**Exercise**
Starting at the line with "# point at: yellow", transcribe each line through the final one, both included, and add nothing.

[start Provided information]

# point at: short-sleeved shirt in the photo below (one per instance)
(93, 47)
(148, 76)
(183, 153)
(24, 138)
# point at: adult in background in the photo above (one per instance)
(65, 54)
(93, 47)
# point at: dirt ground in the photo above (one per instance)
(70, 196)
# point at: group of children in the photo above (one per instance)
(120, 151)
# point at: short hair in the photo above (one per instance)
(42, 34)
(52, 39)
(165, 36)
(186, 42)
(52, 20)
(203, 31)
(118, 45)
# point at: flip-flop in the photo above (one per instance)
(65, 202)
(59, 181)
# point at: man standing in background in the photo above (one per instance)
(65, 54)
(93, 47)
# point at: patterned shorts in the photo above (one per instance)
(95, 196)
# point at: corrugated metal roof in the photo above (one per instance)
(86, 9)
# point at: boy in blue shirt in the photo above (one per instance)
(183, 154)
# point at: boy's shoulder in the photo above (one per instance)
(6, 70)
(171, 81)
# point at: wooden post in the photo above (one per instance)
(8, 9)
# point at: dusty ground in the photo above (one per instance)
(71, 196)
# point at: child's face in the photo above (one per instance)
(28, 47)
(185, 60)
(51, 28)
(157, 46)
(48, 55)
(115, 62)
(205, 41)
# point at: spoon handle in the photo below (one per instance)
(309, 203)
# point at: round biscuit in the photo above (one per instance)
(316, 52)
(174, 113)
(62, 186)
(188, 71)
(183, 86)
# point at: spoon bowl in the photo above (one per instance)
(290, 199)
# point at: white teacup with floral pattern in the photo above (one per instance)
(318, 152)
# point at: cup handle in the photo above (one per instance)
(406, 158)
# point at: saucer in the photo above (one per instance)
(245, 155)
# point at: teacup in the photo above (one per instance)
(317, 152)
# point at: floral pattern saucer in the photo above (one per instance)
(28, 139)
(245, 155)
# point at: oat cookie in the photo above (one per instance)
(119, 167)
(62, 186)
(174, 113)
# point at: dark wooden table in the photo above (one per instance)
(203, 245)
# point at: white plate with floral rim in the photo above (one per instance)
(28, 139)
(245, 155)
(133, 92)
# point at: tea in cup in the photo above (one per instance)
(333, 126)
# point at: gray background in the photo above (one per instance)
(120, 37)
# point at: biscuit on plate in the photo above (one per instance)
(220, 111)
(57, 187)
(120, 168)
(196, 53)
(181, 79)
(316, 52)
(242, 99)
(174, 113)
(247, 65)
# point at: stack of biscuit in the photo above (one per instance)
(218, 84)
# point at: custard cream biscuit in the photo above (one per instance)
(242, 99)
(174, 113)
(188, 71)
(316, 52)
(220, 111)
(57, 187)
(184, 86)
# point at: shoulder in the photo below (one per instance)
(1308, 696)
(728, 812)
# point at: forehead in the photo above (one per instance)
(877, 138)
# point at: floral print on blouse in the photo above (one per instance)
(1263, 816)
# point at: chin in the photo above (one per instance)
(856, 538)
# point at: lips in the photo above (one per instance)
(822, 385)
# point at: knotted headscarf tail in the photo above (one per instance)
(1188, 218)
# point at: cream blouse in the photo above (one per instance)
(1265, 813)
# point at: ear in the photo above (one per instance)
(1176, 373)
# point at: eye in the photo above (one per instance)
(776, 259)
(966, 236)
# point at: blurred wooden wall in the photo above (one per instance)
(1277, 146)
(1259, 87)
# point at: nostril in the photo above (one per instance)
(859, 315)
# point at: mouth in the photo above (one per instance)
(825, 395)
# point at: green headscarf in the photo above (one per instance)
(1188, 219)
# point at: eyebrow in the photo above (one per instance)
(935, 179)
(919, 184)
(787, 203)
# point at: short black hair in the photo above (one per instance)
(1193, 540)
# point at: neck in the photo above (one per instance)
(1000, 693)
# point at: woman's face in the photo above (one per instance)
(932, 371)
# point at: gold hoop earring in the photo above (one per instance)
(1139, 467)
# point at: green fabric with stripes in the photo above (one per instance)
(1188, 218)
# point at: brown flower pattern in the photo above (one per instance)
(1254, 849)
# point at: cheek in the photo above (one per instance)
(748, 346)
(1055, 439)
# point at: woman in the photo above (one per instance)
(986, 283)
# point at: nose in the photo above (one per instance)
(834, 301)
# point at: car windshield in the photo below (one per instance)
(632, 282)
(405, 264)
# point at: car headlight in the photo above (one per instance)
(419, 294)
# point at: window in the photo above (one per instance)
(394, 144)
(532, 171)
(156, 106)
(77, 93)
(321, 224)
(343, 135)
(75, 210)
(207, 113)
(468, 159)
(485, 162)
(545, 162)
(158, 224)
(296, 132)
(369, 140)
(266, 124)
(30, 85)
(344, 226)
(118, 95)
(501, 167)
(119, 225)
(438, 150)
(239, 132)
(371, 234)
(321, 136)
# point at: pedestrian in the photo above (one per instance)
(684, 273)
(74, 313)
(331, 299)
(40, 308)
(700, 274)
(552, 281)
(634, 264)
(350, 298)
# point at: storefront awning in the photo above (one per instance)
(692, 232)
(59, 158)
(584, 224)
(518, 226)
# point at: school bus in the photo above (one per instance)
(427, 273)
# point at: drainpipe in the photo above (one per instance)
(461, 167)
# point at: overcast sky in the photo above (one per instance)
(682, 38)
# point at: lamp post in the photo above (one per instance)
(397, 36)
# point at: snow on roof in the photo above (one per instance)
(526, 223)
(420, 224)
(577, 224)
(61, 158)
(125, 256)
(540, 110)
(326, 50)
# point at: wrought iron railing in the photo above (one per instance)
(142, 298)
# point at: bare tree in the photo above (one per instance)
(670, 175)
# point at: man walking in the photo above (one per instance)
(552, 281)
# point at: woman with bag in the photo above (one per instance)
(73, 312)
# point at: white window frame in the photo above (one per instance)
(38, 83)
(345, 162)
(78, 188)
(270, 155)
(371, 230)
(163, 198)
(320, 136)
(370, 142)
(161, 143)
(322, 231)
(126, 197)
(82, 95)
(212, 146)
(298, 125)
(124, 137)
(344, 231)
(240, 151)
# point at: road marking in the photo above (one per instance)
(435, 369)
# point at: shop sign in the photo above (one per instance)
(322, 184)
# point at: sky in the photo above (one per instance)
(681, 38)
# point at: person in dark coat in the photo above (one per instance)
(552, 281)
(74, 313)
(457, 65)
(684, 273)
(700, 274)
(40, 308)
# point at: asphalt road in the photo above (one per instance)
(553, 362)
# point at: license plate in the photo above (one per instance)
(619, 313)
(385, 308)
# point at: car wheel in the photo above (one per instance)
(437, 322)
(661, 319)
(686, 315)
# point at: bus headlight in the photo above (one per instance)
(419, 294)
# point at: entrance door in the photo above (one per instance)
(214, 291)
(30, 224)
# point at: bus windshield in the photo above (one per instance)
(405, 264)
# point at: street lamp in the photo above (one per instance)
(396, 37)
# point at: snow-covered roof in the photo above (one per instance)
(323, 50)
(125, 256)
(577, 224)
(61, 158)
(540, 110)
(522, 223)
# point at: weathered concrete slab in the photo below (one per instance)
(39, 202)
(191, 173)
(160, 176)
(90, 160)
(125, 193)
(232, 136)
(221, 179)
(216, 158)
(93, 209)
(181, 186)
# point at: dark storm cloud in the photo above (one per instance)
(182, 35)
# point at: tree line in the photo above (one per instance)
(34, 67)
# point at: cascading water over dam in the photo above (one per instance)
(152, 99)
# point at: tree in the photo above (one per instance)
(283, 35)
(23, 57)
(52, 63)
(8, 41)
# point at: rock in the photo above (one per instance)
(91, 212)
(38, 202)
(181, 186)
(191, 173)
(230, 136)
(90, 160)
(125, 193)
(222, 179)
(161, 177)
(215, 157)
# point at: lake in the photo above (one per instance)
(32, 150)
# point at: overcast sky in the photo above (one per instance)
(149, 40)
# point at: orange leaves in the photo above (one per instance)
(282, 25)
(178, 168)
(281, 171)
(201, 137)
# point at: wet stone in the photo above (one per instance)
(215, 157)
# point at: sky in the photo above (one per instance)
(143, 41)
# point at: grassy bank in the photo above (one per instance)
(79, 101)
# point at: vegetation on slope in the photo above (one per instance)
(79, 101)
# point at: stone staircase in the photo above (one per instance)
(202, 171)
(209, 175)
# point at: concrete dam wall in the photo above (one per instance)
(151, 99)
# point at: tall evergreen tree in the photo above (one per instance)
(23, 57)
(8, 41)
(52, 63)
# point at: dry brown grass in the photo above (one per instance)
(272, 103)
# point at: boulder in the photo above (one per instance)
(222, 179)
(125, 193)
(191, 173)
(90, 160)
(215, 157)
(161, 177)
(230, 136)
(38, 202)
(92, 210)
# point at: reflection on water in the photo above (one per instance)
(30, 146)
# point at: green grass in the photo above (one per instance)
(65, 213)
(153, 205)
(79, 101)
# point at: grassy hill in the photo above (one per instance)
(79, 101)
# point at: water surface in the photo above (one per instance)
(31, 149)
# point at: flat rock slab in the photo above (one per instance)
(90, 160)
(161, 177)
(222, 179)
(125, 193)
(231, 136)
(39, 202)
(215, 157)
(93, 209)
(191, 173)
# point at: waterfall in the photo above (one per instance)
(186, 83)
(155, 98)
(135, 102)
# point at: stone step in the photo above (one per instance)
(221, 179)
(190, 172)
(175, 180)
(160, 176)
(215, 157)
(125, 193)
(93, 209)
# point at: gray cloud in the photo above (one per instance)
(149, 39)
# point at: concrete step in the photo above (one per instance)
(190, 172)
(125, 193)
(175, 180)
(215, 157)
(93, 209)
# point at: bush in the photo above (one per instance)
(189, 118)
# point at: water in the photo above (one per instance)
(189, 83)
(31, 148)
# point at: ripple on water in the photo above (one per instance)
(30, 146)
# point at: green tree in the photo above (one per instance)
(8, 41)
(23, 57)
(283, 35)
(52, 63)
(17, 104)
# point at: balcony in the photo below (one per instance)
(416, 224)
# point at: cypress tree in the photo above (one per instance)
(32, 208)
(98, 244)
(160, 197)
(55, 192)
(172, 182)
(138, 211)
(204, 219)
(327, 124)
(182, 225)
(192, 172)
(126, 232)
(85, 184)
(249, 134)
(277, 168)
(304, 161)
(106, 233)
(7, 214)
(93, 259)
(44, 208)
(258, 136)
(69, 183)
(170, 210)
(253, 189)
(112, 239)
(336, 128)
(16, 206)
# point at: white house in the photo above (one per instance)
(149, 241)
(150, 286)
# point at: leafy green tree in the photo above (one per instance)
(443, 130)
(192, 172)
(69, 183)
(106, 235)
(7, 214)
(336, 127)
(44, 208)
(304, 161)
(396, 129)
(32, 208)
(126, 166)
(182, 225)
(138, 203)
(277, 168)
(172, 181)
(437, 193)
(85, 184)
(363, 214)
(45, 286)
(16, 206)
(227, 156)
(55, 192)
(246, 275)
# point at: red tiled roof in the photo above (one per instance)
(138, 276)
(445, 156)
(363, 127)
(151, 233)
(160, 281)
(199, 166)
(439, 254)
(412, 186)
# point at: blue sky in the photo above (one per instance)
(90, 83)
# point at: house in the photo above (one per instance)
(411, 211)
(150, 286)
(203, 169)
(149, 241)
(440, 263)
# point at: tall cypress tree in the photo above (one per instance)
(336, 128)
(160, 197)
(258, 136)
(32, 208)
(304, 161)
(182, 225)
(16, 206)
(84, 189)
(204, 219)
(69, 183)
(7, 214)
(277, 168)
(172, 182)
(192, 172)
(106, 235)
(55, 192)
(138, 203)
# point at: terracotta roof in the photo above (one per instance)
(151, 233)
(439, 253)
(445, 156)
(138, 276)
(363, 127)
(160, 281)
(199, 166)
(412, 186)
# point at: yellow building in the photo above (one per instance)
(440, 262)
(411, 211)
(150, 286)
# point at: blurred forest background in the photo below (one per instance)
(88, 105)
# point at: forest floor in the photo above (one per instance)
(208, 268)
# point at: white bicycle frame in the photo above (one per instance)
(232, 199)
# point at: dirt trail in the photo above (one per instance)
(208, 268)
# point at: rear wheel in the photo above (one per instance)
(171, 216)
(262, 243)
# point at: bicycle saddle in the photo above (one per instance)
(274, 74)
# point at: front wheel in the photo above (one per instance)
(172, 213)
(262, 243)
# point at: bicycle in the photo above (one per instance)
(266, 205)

[end Provided information]

**The solution**
# point at: yellow building in the photo above (one per instance)
(440, 262)
(411, 211)
(150, 286)
# point at: blurred forest background in the photo below (one per instance)
(88, 105)
# point at: forest floor in the photo above (one per instance)
(208, 268)
# point at: white bicycle frame in the photo above (one per instance)
(232, 199)
# point at: dirt trail in the photo above (one per instance)
(208, 268)
# point at: rear wheel in the photo above (one per instance)
(171, 216)
(262, 243)
# point at: bicycle saddle in the photo above (one per instance)
(274, 74)
# point at: front wheel in the photo above (one per instance)
(172, 213)
(262, 243)
# point at: bicycle in the photo above (one per instance)
(266, 205)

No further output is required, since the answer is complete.